▶ [Passage for review]:
-=-=-=-=-

Two shipping containers that used to sit on the U.S.-Mexico border have been repurposed into cooling stations for residents in Tucson, Arizona, who may not have access to air conditioning – especially homeless communities, ABC Tucson affiliate KGUN reported.

Dubbed ‘COOLtainers’ and located on northern Tucson’s so-called ‘Miracle Mile’ commercial corridor, the air-conditioned stations are solar-powered. One is equipped with cots for napping, while the other has tables and chairs, and also offers snacks and hygiene items, according to officials from Tucson Housing First Program, a city-run program that assists individuals and families facing homelessness.

“Having something like this would have been a game changer,” Erica Dallo, an employee with the Tucson Housing First Program who once was homeless herself, told KGUN. “…There is no relief when you’re out on the streets like that.”

Being able to provide such a critical service to those in need has led to a full-circle moment for Jeannette Garment, another Tucson Housing First Program employee who was formerly homeless, she told KGUN.

“I hope that people take advantage of it and that they can come down here and take a couple of hours off their feet,” she said. “Try to get some rest and see how better their life can be one day.”

The new cooling station joins six that the city already has in operation throughout the city, according to the City of Tucson.

Temperatures in Tucson over the next week are forecast to be in the triple digits, with lows in the 80s. Any prolonged exposure to that kind of heat could induce heat-related illness, especially for medically vulnerable populations, according to the Centers for Disease Control and Prevention.

Extreme heat affects disadvantaged communities disproportionately, research shows, due primarily to lack of access to air conditioning or funds to pay the increased utility bills.

Many in the Tucson area don’t have anywhere to go to escape the sweltering temperatures and intense sun, Dallo said. In triple-digit temperatures, cooling centers could be very helpful in preventing heat-illness and fatalities.

“We are aware that there’s a need, especially with this extreme heat we’re supposed to have today,” Allison Chappell, community services manager for housing operations at the Tucson Housing First Program, told KGUN.

The cooling centers are scheduled to operate through Aug. 31, but are not open on Sundays and Mondays due to lack of funding, according to the housing program.

-=-=-=-=-

▶ [Data extract]:
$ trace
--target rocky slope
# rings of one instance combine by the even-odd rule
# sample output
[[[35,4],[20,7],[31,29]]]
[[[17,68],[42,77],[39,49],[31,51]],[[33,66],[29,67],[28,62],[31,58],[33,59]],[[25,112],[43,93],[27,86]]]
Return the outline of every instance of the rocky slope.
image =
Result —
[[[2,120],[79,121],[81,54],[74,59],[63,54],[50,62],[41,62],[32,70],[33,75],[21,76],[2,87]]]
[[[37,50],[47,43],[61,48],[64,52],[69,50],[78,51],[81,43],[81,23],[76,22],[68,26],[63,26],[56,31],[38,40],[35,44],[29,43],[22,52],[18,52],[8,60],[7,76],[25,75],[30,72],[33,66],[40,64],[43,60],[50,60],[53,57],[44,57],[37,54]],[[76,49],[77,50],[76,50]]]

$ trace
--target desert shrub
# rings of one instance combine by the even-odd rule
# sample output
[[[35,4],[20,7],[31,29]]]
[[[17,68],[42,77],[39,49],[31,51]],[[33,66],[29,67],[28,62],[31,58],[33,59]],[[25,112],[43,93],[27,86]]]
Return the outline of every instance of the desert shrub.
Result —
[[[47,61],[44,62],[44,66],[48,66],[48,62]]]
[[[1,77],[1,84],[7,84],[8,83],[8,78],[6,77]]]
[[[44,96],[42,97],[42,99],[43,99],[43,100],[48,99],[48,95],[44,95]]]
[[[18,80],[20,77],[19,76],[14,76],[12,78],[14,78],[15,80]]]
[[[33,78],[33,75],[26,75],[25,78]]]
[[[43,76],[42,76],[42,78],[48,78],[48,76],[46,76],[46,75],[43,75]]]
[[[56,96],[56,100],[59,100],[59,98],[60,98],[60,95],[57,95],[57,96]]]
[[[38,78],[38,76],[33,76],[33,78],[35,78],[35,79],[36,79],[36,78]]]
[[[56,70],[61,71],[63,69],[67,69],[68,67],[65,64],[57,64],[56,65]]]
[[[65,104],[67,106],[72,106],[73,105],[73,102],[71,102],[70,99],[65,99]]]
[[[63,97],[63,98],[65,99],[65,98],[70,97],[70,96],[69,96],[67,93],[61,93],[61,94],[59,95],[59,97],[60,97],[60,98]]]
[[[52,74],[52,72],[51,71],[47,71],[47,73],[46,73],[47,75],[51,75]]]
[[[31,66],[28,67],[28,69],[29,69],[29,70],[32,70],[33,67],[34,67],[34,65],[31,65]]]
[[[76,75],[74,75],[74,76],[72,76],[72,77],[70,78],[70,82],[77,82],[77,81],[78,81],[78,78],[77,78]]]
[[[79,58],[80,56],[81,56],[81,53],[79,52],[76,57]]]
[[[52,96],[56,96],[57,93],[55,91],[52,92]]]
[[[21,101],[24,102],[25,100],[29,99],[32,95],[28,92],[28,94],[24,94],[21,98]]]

-=-=-=-=-

▶ [Task details]: From the article above on Tucson's shipping-container cooling stations, lift out everything from "The new cooling" down to "heat-illness and fatalities.", word for word.

▶ [Output of the exercise]:
The new cooling station joins six that the city already has in operation throughout the city, according to the City of Tucson.

Temperatures in Tucson over the next week are forecast to be in the triple digits, with lows in the 80s. Any prolonged exposure to that kind of heat could induce heat-related illness, especially for medically vulnerable populations, according to the Centers for Disease Control and Prevention.

Extreme heat affects disadvantaged communities disproportionately, research shows, due primarily to lack of access to air conditioning or funds to pay the increased utility bills.

Many in the Tucson area don’t have anywhere to go to escape the sweltering temperatures and intense sun, Dallo said. In triple-digit temperatures, cooling centers could be very helpful in preventing heat-illness and fatalities.